ACTIVITY:
Summarize the article on Georgia State's non-traditional courses in two sentences.

TEXT PASSAGE:
——————

Georgia State Embraces Non-Traditional Courses

Georgia State professors are experimenting with new ways to structure classes around internet-based assignments and lectures.

Massive Open Online Courses (MOOCs) have risen in popularity this year since Georgia State began accepting credit for the courses on a case-by-case basis earlier this year. Now, the university is embracing two new types of classes.

Flip classes are classes in which a majority of the studying and work is done at home and lectures are reserved for case studies, while hybrid classes take place both online and in person.

In many cases, flip and hybrid classes have already been implemented in many of the university’s majors and students just aren’t aware of the official titles.

“The teacher is probably assigning readings and web searches and then discussing specific points from that work in class,” Dr. Robert Maxwell, biology professor, said of the courses.

George Pullman, associate professor in the English department, said many classes will become hybrid courses soon, but he wasn’t so sure about online degrees.

——————

(Natural-language object grounding data)
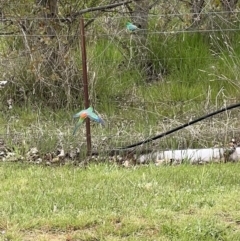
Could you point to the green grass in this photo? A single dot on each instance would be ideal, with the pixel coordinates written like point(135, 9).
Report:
point(105, 202)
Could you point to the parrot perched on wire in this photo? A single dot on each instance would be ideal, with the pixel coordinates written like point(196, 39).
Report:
point(87, 113)
point(131, 27)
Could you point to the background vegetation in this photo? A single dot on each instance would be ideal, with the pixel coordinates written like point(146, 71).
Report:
point(182, 63)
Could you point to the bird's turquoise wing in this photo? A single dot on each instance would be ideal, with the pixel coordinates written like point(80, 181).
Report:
point(78, 114)
point(80, 121)
point(94, 117)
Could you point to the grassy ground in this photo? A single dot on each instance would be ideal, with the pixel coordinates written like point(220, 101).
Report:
point(105, 202)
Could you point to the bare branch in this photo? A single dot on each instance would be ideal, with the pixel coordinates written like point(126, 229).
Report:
point(100, 8)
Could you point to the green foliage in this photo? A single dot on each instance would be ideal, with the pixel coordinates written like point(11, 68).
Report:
point(181, 203)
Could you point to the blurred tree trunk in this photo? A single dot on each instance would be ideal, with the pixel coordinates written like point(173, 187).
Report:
point(196, 8)
point(139, 16)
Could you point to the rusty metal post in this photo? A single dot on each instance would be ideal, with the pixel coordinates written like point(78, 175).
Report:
point(85, 83)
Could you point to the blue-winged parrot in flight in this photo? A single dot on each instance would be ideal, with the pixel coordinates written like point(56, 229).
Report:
point(87, 113)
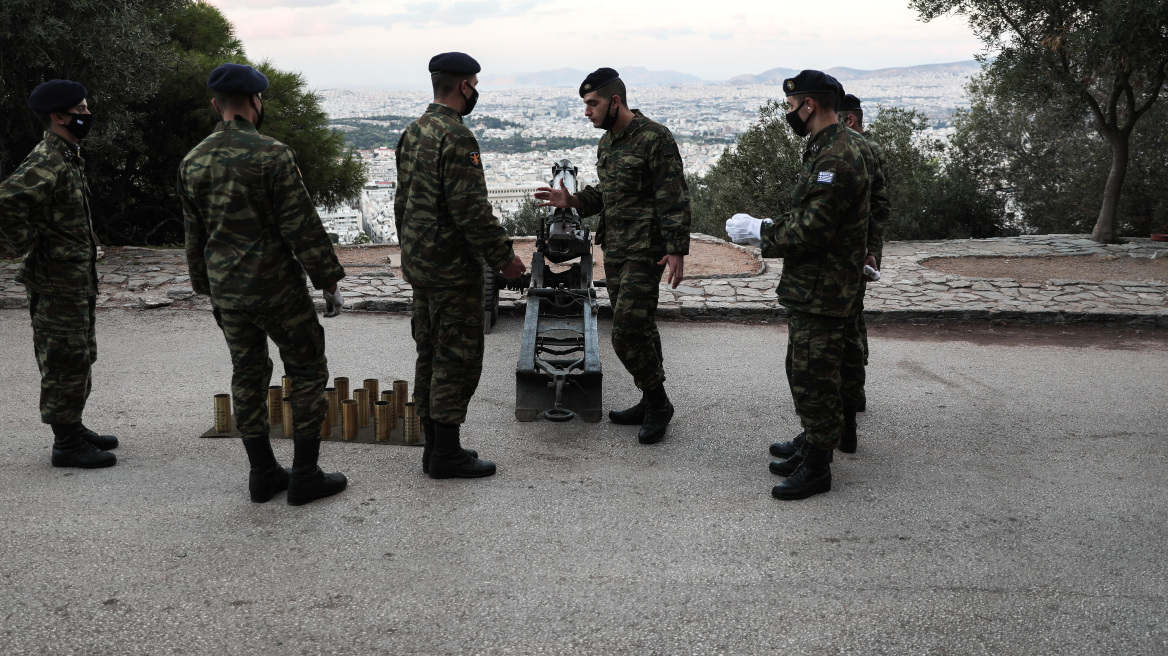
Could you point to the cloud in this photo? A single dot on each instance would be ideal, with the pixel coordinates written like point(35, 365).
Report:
point(457, 13)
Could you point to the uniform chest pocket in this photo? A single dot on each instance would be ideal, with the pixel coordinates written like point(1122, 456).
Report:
point(627, 173)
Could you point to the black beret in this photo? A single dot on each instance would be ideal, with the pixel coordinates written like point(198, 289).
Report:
point(598, 78)
point(454, 62)
point(56, 95)
point(849, 102)
point(240, 79)
point(811, 82)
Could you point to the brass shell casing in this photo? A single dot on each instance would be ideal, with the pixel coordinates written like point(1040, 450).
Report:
point(289, 425)
point(412, 428)
point(372, 385)
point(361, 396)
point(391, 398)
point(334, 406)
point(382, 425)
point(402, 393)
point(222, 413)
point(275, 410)
point(349, 419)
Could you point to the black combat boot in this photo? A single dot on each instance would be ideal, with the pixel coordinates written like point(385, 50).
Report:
point(69, 449)
point(104, 442)
point(848, 439)
point(450, 460)
point(307, 481)
point(658, 413)
point(428, 447)
point(811, 477)
point(628, 417)
point(787, 448)
point(268, 477)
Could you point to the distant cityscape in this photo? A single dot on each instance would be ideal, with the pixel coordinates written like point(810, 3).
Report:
point(706, 118)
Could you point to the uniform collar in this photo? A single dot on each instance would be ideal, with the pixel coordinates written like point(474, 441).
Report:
point(61, 144)
point(237, 124)
point(438, 107)
point(633, 125)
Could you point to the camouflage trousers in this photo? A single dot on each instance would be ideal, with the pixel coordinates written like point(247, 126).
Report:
point(633, 292)
point(65, 344)
point(855, 357)
point(447, 334)
point(300, 340)
point(815, 348)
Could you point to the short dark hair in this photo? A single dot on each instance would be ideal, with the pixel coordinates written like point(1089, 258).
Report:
point(446, 83)
point(231, 99)
point(857, 113)
point(614, 88)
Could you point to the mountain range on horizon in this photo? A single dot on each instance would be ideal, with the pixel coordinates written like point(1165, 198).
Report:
point(640, 76)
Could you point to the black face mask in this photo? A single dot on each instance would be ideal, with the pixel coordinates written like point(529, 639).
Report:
point(80, 125)
point(797, 124)
point(259, 114)
point(610, 119)
point(470, 102)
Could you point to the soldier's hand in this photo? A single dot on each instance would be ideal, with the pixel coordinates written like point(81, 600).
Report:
point(333, 301)
point(515, 269)
point(745, 229)
point(676, 269)
point(556, 197)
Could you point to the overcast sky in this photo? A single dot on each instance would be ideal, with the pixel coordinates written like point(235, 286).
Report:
point(382, 43)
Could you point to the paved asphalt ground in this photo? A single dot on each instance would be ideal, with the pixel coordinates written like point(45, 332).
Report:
point(1008, 497)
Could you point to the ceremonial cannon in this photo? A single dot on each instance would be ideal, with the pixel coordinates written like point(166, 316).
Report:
point(558, 372)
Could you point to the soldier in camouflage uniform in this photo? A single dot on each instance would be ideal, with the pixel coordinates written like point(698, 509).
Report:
point(644, 206)
point(44, 214)
point(446, 228)
point(822, 242)
point(855, 357)
point(252, 232)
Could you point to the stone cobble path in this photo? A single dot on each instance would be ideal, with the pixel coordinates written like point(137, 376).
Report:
point(908, 292)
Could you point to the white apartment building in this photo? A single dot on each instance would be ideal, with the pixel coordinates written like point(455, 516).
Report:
point(508, 199)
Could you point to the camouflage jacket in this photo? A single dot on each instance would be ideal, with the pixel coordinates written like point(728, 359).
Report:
point(822, 238)
point(251, 228)
point(443, 216)
point(642, 195)
point(44, 213)
point(880, 206)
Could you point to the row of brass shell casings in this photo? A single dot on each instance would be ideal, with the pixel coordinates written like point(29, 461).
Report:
point(382, 424)
point(411, 426)
point(287, 424)
point(349, 419)
point(334, 406)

——————

ANSWER BOX:
After Georgia State began accepting credit for Massive Open Online Courses case by case, the university is now embracing flip classes, where most studying and work happen at home and lectures are reserved for case studies, and hybrid classes, which meet both online and in person. Many of the university's majors already use these formats without students knowing the official titles, and an English professor expects many classes to become hybrid soon but is less sure about online degrees.